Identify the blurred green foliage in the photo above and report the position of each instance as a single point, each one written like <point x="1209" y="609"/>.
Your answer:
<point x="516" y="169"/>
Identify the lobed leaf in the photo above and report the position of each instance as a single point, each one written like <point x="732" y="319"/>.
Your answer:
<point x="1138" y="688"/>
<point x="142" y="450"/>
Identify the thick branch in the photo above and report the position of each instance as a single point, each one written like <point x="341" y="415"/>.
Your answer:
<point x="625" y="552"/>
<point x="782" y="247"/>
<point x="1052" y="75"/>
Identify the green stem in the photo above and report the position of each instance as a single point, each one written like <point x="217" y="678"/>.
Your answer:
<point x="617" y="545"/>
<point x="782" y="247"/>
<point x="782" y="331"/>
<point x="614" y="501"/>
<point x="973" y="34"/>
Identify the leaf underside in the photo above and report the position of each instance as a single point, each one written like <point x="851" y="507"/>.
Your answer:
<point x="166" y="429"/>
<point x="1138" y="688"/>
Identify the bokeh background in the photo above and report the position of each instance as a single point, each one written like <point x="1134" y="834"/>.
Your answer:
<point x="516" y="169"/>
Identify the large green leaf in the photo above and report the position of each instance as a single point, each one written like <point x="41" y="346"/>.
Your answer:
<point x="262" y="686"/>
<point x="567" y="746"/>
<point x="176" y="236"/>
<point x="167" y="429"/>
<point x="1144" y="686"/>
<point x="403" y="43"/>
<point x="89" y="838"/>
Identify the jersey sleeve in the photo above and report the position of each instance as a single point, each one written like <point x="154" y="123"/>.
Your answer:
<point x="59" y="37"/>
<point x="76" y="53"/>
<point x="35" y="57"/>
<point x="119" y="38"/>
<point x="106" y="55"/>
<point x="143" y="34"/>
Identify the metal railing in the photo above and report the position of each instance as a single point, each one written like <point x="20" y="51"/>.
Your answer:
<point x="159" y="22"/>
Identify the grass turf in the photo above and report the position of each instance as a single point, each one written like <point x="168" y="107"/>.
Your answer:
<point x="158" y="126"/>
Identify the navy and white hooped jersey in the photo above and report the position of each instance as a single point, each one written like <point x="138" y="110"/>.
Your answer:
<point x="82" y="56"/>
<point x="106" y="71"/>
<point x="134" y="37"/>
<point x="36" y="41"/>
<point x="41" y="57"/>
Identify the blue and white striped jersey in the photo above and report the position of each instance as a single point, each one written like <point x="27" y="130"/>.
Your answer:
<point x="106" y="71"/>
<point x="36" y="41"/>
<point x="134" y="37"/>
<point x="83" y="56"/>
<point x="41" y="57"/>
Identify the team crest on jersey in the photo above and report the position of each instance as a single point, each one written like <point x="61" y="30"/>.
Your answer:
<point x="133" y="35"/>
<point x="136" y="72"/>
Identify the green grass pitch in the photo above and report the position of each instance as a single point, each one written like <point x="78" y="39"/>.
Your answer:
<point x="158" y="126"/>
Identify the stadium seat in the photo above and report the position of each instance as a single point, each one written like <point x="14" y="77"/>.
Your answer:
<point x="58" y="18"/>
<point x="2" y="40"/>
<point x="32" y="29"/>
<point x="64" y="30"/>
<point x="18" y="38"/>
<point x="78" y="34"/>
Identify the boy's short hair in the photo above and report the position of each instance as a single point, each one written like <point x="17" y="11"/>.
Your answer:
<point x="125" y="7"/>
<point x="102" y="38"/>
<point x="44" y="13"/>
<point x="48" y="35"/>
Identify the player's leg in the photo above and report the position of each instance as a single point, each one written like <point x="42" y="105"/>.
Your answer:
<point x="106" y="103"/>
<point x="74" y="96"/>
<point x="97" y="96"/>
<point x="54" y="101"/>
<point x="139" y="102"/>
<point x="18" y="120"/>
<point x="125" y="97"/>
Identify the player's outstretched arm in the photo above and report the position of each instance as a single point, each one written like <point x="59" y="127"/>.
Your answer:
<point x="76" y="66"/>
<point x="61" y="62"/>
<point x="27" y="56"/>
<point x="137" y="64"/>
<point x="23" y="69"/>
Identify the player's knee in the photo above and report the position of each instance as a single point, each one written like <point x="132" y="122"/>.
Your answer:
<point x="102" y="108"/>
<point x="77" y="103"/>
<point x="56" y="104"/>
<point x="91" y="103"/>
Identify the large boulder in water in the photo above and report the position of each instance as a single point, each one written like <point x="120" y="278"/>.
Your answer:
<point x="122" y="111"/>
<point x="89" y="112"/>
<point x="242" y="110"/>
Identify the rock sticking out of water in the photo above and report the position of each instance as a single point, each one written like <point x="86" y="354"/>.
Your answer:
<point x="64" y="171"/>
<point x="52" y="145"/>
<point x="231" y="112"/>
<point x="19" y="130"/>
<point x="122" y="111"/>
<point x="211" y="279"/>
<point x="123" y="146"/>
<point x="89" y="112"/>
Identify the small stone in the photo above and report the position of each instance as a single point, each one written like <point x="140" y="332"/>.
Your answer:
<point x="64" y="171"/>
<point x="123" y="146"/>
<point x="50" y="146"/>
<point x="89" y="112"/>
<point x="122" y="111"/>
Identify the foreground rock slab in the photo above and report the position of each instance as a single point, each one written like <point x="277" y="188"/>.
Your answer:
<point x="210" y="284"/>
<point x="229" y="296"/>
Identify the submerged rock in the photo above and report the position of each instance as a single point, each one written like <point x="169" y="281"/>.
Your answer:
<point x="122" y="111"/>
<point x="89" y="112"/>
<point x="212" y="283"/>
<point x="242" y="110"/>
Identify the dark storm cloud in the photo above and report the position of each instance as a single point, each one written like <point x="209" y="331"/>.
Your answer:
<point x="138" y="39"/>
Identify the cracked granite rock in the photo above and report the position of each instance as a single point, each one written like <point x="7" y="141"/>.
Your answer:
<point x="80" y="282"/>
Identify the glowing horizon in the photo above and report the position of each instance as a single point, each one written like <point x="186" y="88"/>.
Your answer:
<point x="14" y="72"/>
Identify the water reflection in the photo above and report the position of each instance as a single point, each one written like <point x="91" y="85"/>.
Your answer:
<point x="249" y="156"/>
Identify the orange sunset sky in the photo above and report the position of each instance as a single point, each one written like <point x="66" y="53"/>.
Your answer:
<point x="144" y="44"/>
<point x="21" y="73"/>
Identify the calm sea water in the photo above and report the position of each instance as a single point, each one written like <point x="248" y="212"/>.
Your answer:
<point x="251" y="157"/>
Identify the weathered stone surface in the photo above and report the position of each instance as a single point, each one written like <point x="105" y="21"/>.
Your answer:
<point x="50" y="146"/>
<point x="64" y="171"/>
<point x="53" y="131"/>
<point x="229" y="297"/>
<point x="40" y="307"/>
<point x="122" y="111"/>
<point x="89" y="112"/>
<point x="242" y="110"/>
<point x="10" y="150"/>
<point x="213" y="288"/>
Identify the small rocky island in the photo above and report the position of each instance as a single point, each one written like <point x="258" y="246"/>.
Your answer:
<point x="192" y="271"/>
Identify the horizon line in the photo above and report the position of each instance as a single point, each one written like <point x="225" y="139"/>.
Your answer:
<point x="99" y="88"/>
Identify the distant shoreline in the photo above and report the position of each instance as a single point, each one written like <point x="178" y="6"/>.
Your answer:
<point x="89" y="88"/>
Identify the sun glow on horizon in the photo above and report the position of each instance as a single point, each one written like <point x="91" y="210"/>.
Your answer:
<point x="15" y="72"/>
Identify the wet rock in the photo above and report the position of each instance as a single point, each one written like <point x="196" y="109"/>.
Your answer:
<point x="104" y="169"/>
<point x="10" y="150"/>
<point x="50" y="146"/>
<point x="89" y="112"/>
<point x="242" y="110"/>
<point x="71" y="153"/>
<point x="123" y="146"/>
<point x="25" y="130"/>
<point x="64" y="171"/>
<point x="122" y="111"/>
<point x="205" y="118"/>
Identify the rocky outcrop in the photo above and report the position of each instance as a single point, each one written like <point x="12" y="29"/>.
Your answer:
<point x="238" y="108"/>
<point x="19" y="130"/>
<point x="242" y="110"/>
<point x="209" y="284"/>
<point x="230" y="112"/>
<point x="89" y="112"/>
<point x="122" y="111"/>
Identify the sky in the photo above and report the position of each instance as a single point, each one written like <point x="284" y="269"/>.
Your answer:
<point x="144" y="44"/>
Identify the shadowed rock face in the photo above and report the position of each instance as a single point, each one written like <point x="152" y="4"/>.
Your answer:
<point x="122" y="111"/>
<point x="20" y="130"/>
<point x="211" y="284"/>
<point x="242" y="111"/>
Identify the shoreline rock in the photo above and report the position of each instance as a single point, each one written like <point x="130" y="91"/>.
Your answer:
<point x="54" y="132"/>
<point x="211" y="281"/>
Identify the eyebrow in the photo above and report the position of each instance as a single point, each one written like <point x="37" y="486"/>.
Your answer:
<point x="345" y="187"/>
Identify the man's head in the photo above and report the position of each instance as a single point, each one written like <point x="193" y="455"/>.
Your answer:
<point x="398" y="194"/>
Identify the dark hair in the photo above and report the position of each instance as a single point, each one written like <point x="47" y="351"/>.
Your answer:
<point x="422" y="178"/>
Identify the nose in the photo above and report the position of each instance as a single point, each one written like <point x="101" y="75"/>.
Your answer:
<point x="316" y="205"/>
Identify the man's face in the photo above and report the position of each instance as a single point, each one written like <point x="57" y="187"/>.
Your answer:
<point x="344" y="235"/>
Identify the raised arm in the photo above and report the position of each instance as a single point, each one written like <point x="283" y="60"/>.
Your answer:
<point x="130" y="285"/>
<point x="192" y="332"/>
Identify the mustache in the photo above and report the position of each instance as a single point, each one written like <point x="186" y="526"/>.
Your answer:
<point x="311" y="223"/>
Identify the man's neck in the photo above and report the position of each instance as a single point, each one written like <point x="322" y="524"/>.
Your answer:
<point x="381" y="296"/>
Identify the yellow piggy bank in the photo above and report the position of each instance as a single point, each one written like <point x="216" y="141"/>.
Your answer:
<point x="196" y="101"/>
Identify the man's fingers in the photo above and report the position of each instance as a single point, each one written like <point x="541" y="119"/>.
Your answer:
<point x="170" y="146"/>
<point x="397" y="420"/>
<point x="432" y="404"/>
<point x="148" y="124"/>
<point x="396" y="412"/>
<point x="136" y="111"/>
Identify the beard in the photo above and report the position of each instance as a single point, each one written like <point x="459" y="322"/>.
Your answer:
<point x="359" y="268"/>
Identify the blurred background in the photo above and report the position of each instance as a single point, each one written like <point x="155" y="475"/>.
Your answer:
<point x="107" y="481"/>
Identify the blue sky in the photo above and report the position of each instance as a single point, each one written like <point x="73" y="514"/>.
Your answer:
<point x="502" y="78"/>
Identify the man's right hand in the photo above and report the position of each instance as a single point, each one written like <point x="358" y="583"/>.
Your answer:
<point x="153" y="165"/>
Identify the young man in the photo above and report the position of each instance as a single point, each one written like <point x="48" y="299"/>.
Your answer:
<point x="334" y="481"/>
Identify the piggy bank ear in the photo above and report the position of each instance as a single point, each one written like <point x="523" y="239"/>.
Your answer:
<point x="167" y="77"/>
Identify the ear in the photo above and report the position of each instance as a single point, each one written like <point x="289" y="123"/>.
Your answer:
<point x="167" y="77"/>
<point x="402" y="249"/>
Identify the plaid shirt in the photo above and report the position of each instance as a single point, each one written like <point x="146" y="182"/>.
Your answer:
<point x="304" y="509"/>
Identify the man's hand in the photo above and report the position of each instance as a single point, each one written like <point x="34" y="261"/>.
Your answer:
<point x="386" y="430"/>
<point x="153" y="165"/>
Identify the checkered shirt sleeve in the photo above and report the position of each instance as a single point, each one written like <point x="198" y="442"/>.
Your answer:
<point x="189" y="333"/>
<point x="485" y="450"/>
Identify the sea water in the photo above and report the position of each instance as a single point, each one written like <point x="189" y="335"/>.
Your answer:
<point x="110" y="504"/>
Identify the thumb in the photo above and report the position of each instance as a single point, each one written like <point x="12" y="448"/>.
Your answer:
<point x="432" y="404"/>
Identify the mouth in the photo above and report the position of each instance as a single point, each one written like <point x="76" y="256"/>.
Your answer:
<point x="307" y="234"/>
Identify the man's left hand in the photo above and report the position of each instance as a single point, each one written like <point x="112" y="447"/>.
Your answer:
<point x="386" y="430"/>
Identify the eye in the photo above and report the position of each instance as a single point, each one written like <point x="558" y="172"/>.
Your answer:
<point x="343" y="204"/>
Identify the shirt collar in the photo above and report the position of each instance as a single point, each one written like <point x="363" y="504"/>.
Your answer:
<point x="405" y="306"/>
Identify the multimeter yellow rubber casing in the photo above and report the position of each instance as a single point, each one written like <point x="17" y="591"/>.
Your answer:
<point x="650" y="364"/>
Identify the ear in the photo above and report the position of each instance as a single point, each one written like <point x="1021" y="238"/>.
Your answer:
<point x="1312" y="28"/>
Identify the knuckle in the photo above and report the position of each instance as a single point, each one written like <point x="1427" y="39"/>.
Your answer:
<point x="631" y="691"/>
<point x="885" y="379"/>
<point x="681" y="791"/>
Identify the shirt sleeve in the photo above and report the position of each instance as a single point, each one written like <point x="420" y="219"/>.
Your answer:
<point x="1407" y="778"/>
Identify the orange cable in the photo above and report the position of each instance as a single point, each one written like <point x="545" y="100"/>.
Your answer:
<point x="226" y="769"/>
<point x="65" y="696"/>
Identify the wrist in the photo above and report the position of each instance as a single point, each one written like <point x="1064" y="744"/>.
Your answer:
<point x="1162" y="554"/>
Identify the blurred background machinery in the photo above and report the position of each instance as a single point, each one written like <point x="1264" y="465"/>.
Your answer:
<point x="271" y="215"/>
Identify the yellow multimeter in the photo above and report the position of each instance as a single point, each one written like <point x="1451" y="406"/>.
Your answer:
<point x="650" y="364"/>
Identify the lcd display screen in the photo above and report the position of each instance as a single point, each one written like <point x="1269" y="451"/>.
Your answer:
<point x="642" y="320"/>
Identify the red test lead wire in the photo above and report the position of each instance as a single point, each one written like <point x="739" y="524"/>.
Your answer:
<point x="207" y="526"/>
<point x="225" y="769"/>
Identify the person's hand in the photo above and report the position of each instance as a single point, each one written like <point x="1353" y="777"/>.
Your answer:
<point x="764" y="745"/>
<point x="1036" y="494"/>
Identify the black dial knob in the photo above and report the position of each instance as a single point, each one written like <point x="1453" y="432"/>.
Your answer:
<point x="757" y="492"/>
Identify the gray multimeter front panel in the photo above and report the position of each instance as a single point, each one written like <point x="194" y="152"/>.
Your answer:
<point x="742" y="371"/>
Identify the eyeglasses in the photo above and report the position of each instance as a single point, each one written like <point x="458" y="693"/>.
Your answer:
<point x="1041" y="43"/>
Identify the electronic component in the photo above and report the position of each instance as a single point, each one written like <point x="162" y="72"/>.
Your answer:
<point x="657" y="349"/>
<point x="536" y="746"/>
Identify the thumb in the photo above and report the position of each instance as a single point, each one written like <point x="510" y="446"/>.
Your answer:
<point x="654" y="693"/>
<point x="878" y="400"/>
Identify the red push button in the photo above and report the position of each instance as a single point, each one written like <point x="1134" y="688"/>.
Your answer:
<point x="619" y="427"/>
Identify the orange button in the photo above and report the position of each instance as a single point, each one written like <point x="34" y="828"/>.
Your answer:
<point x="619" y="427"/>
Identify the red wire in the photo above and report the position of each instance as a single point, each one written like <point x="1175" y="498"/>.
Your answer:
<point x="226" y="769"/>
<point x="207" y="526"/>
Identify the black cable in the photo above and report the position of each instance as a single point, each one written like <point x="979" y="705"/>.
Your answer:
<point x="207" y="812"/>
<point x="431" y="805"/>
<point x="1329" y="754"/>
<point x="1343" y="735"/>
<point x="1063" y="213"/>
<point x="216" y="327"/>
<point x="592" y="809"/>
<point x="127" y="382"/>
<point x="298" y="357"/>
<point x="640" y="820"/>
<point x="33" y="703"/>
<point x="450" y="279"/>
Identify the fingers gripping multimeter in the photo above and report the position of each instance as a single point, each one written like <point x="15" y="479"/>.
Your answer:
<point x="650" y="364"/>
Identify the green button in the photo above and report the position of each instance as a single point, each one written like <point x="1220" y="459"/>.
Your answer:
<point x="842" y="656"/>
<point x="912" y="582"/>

**PROBLEM DETAILS:**
Look above for the line containing "Identify the fingers"; copy from it through the last line, exactly, and nothing more.

**FINAL RESULT:**
Identify the fingers gripping multimeter in the photo above and report the position of each instance as a single point, each one written like <point x="15" y="479"/>.
Your answer:
<point x="650" y="364"/>
Identify the green button in the photo above and report the position of each instance as a single point, each one written like <point x="1220" y="459"/>.
Your answer:
<point x="842" y="656"/>
<point x="912" y="582"/>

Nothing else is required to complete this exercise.